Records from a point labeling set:
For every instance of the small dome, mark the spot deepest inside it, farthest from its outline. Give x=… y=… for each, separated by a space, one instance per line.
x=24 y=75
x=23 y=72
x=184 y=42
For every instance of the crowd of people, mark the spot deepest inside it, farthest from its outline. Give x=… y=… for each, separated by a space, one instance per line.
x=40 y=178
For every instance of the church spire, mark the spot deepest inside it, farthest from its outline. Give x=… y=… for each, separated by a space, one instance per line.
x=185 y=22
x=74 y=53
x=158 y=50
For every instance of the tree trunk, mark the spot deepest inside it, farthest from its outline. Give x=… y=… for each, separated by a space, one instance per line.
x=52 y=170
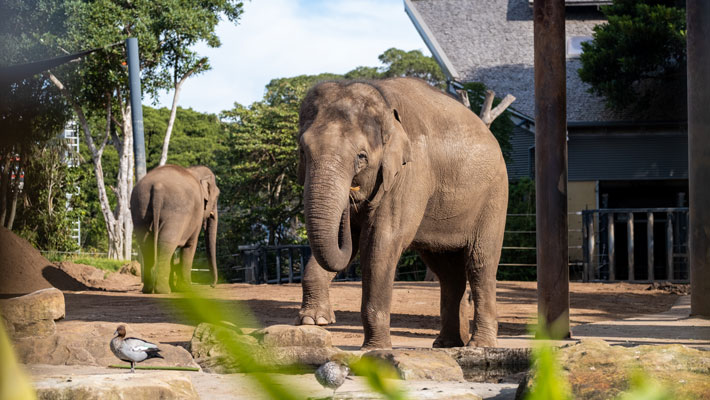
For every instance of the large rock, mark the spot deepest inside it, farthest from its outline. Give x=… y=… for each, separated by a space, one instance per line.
x=88 y=344
x=289 y=336
x=272 y=348
x=141 y=385
x=421 y=364
x=597 y=370
x=33 y=315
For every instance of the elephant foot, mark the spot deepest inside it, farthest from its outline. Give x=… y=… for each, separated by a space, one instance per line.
x=482 y=342
x=446 y=342
x=320 y=317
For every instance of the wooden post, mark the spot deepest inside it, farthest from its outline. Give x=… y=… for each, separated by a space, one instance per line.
x=630 y=245
x=551 y=165
x=669 y=246
x=649 y=249
x=610 y=241
x=698 y=34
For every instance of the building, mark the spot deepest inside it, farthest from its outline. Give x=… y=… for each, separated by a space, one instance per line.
x=614 y=160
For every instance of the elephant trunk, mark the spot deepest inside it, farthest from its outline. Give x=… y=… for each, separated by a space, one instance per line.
x=327 y=212
x=211 y=239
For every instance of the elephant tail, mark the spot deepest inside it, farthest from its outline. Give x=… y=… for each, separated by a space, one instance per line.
x=157 y=203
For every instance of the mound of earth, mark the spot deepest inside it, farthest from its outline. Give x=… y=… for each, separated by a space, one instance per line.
x=22 y=267
x=24 y=270
x=87 y=277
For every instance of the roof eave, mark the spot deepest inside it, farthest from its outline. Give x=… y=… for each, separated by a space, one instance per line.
x=430 y=41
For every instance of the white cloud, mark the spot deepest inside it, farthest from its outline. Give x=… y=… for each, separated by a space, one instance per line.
x=283 y=38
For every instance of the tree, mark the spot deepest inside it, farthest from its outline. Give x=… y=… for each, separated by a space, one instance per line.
x=637 y=60
x=98 y=85
x=260 y=186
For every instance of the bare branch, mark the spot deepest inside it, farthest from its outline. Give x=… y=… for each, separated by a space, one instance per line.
x=463 y=97
x=487 y=115
x=173 y=111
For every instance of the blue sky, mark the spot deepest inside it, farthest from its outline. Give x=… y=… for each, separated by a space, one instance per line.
x=283 y=38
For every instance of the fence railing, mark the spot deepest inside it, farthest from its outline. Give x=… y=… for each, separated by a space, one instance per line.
x=636 y=244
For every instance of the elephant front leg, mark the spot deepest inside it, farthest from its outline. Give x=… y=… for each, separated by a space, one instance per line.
x=316 y=308
x=378 y=269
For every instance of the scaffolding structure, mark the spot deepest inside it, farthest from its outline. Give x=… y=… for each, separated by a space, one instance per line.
x=71 y=138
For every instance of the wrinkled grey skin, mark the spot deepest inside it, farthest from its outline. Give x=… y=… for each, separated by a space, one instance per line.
x=170 y=206
x=392 y=164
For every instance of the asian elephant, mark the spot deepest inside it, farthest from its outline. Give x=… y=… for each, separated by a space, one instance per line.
x=169 y=206
x=395 y=164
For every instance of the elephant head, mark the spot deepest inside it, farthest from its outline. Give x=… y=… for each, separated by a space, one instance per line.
x=352 y=148
x=210 y=194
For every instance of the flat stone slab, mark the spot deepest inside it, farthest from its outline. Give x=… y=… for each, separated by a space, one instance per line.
x=33 y=314
x=421 y=364
x=597 y=370
x=141 y=385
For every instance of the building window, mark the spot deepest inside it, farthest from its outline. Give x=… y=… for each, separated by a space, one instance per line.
x=574 y=45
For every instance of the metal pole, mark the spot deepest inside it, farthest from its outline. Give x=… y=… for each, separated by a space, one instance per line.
x=551 y=165
x=134 y=83
x=698 y=18
x=612 y=252
x=630 y=245
x=590 y=246
x=649 y=249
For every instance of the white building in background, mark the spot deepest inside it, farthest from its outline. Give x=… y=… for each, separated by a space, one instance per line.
x=70 y=135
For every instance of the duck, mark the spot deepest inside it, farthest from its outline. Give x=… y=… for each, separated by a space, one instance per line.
x=332 y=375
x=132 y=349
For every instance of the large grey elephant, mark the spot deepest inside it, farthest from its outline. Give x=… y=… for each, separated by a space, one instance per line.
x=396 y=164
x=170 y=205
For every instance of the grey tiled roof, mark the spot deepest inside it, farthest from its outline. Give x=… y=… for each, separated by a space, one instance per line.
x=491 y=41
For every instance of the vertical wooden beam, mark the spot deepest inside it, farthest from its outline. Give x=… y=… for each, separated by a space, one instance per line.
x=649 y=246
x=610 y=241
x=630 y=245
x=551 y=164
x=698 y=18
x=669 y=246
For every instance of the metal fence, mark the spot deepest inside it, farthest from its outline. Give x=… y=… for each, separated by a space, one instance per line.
x=636 y=244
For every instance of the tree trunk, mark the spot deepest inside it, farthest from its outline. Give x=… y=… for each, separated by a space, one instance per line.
x=13 y=205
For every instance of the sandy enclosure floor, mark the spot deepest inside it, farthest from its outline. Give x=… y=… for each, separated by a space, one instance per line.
x=415 y=308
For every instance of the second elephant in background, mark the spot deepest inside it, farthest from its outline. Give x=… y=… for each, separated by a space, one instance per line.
x=170 y=205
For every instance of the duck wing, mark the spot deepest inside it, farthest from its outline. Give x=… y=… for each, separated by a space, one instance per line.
x=137 y=350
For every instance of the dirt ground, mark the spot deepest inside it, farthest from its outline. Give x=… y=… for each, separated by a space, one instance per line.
x=415 y=308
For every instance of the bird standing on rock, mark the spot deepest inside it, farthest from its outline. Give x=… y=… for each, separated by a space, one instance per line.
x=332 y=375
x=132 y=350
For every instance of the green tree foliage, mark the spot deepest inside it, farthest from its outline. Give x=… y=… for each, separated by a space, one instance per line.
x=637 y=60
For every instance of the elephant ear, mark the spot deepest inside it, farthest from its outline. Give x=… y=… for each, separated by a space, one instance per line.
x=397 y=151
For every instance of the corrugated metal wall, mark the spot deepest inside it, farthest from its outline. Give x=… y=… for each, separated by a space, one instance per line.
x=627 y=157
x=610 y=156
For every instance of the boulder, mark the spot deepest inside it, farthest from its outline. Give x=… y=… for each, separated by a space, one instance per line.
x=141 y=385
x=88 y=344
x=132 y=268
x=596 y=370
x=33 y=315
x=290 y=335
x=421 y=364
x=272 y=348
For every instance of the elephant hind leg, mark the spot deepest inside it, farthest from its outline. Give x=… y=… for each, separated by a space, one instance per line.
x=482 y=268
x=163 y=267
x=449 y=267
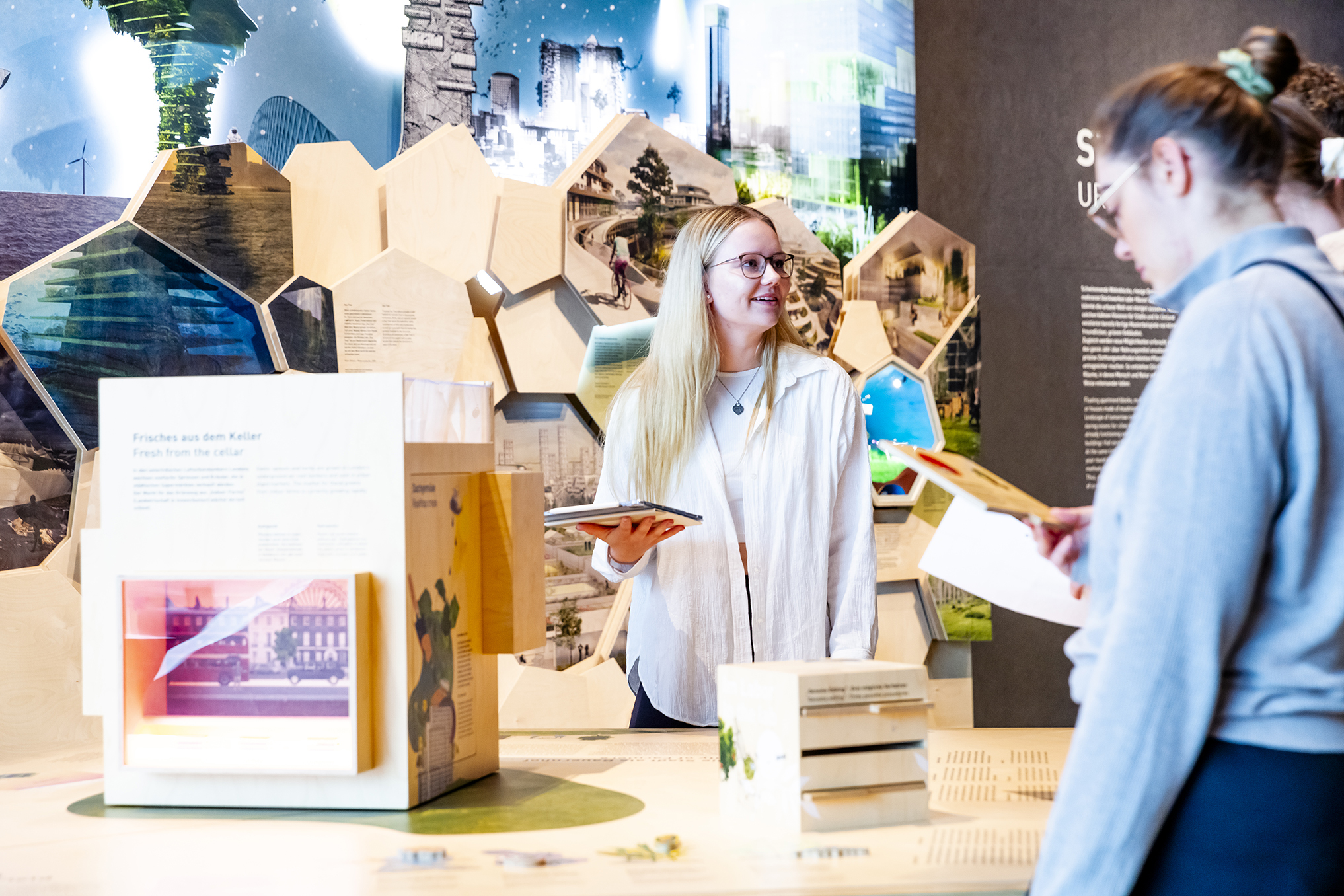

Exercise: Recast the lines above as a numbered list, leaving out blank lines and the pictures.

Solution for this task:
1. For every instance of the small dome, mark the spot deepest inside it, farthest from its outline. Give x=… y=… for each, separated by a space, one instance per line.
2. x=24 y=75
3. x=23 y=72
4. x=184 y=42
5. For every instance of the crowd of people, mark the spot deepest inside it, farthest from its outline. Give x=… y=… for each, separated by a space, one instance per line.
6. x=40 y=178
7. For every instance of the church spire, mark the spot deepest inside it, farthest from its outline. Give x=… y=… for each, separated by a space, one instance per line.
8. x=185 y=22
9. x=74 y=53
10. x=158 y=50
11. For every instance of the tree trunk, mark the spot deepest inside it, farthest from its outline. Give x=… y=… for each, separated by a space, one instance per line.
12. x=52 y=170
13. For every instance of the large rock, mark the spot deepest inside it, farthest from its outline. Give x=… y=… for each, separated by a space, one instance per line.
14. x=88 y=344
15. x=289 y=336
16. x=272 y=348
17. x=141 y=385
18. x=421 y=364
19. x=597 y=370
20. x=33 y=315
21. For every instance of the elephant foot, mark the spot deepest inside it, farthest from its outline. Give x=… y=… for each, separated by a space, one instance per line.
22. x=482 y=342
23. x=446 y=342
24. x=320 y=317
25. For every instance of the wooden post, mark the spot deepest inside it, farthest from its outline. Give x=… y=… for each, separated by a space, one instance per line.
26. x=630 y=245
27. x=551 y=165
28. x=669 y=246
29. x=649 y=249
30. x=610 y=241
31. x=698 y=34
32. For every instance of the building, mark the spot deepest inside it, farthest from its outline. Give x=… y=… for each, separated by a space, one instance per line.
33. x=614 y=160
34. For every instance of the elephant trunk, mark the spot deepest inside it, farthest from its outline. Give x=… y=… for each, separated by a space, one instance per line.
35. x=327 y=212
36. x=211 y=239
37. For every instance of the elephant tail, mark the spot deepest inside it, farthest from its outline. Give x=… y=… for each, separated by a space, one instance per line.
38. x=157 y=203
39. For every instance of the mound of earth, mark the spot deepest inside it, farthest from its outline. Give x=… y=… for each, separated by a space, one instance per line.
40. x=22 y=267
41. x=24 y=270
42. x=87 y=277
43. For every instance of the roof eave, mark the spot deepest inside it, farthest from its outline. Give x=… y=… for each, separated by a space, one instance per line.
44. x=430 y=41
45. For every instance of the white cloud, mark the spot deepest inside it, farthest from its outline. Give x=… y=… for each, separated by a space, one instance per line.
46. x=283 y=38
47. For every instance of the tree, mark the spot deepest inside it, farthest from its outline. Give x=… y=… for each, separated by a space, one instance per line.
48. x=637 y=60
49. x=98 y=85
50. x=260 y=186
51. For every instance of the bare branch, mark the spot deepest inside it, farthest from its outline. Give x=… y=… for each, separated by a space, one instance per line.
52. x=463 y=97
53. x=487 y=115
54. x=173 y=111
55. For every instance of the blue sky, mark the spot deepest inside it, farthest from its outline. Give x=… y=… for each, separated by a space, one instance per line.
56. x=283 y=38
57. For every instance of the fence railing, mark the spot deepest inside it, farthest from its outline. Give x=… y=… for each, separated by a space, one instance per line.
58. x=636 y=244
59. For every instance of the elephant front leg, mark the spot deepest inside it, farthest from its outline. Give x=… y=… for each, separated by a space, one instance per line.
60. x=316 y=308
61. x=378 y=269
62. For every instance of the scaffolding structure, mark the spot deepest inside it, farthest from its outline. Give x=… y=… for each, separated by a space, one instance per line.
63. x=71 y=138
64. For every instance of the wrinkled grey skin, mark the spot deepest inside it, farthest from its outline. Give x=… y=… for each, separated by a space, one instance per line.
65. x=170 y=206
66. x=392 y=164
67. For every instance of the asian elephant, mark the spot deepest inside it, farthest from its outline. Give x=… y=… for each, separated by a space, one instance per line.
68. x=169 y=206
69. x=395 y=164
70. For every instance of the elephant head, mark the spot deepest inside it, farthest from its outline. Give x=… y=… for each, separated by a space, one instance per line.
71. x=352 y=148
72. x=210 y=194
73. For every instance of the flat stone slab, mark the spot deepest inside it, farthest from its outline. Give x=… y=… for each, separated by a space, one instance per line.
74. x=33 y=314
75. x=421 y=364
76. x=597 y=370
77. x=141 y=385
78. For every instance of the building window, mark the spot deepest inside it, farthest from its outline. Give x=… y=… for each, separated by a space, one instance per line.
79. x=574 y=45
80. For every instance of the metal pole, mark the spot deepest inside it, farthest from its outline. Give x=… y=… for each, separated by a space, one instance per line.
81. x=551 y=165
82. x=134 y=83
83. x=698 y=18
84. x=612 y=252
85. x=630 y=245
86. x=590 y=246
87. x=649 y=249
88. For every instance of the white building in background, mark the spot deepest inside it, farthest from its outline. Give x=… y=… for each, separated by a space, one instance per line.
89. x=70 y=135
90. For every instance of the duck, mark the spot deepest inside it, farthest from its outline. Give x=… y=… for each, separated by a space, one instance per line.
91. x=332 y=375
92. x=132 y=349
93. For every instance of the large grey elephant, mark the spot deepest inside it, farthest from its outline. Give x=… y=… for each, separated by a space, one instance per line.
94. x=396 y=164
95. x=170 y=205
96. For every instance of the grey tiled roof, mark the spot deepest inside it, farthest from its outline. Give x=… y=… for each, separated by a space, one instance per line.
97. x=491 y=41
98. For every instance of the vertical wooden beam, mark the spot deepest inside it, farthest from its outline. Give x=… y=… for each, separated by a space, one instance per line.
99. x=649 y=246
100. x=610 y=241
101. x=630 y=245
102. x=551 y=164
103. x=698 y=18
104. x=669 y=246
105. For every instance of the metal fence, mark the spot deepest inside it, farthest from its outline. Give x=… y=… for each, separated by a space, one instance per line.
106. x=636 y=244
107. For every instance of the tree trunk, mark the spot deepest inside it, farthest from its outline. Give x=… y=… for each, separated by a space, one instance per line.
108. x=13 y=205
109. For every instance of the sandy enclosure floor, mark the spot deepest inside it, farthest from its outline. Give x=… y=… for each, separated by a space, one instance per line.
110. x=415 y=308
111. For every instance of the second elephant in background, mark the spot deepest inside it, farthest from its outline. Give x=… y=… for each, separated by a space, one instance per line.
112. x=170 y=205
113. For every instance of the duck wing, mark the spot deepest inside it, farthest from its outline. Give x=… y=… for each, separated by a space, one instance per line.
114. x=137 y=350
115. For every instance of the dirt ground, mark the spot deepest inside it, farthest from its outline. Give x=… y=… for each, separated by a space, one instance per line.
116. x=415 y=308
117. For every instance of the bird standing on rock, mark the spot deepest inside it, farthest from its outline. Give x=… y=… for each, separated by a space, one instance per line.
118. x=332 y=375
119. x=132 y=350
120. For every instance of the green tree foliage, mark the spot deepest inside it, farthest from its outline. Give x=… y=… for each, separated by a space, one instance per line.
121. x=637 y=60
122. For every instance of the elephant ear, mark the spot deepest inside it, farthest from its outline. Give x=… y=… for each, separated by a space, one instance per line.
123. x=397 y=151
124. For every instance of the corrugated metal wall, mark the spot deepest inside it, farthest from its outline. Give x=… y=… for each, separated by a space, one instance per line.
125. x=627 y=157
126. x=610 y=156
127. For every instance of the boulder, mark the spot deepest inside it, farthest from its outline. Give x=… y=… for each, separated by a space, one instance per line.
128. x=141 y=385
129. x=88 y=344
130. x=132 y=268
131. x=596 y=370
132. x=33 y=315
133. x=290 y=335
134. x=421 y=364
135. x=272 y=348
136. For every instance of the elephant hind leg, mark the spot deepest inside it, farthest from its outline. Give x=… y=… for each, separated by a space, one instance per line.
137. x=482 y=268
138. x=163 y=267
139. x=449 y=267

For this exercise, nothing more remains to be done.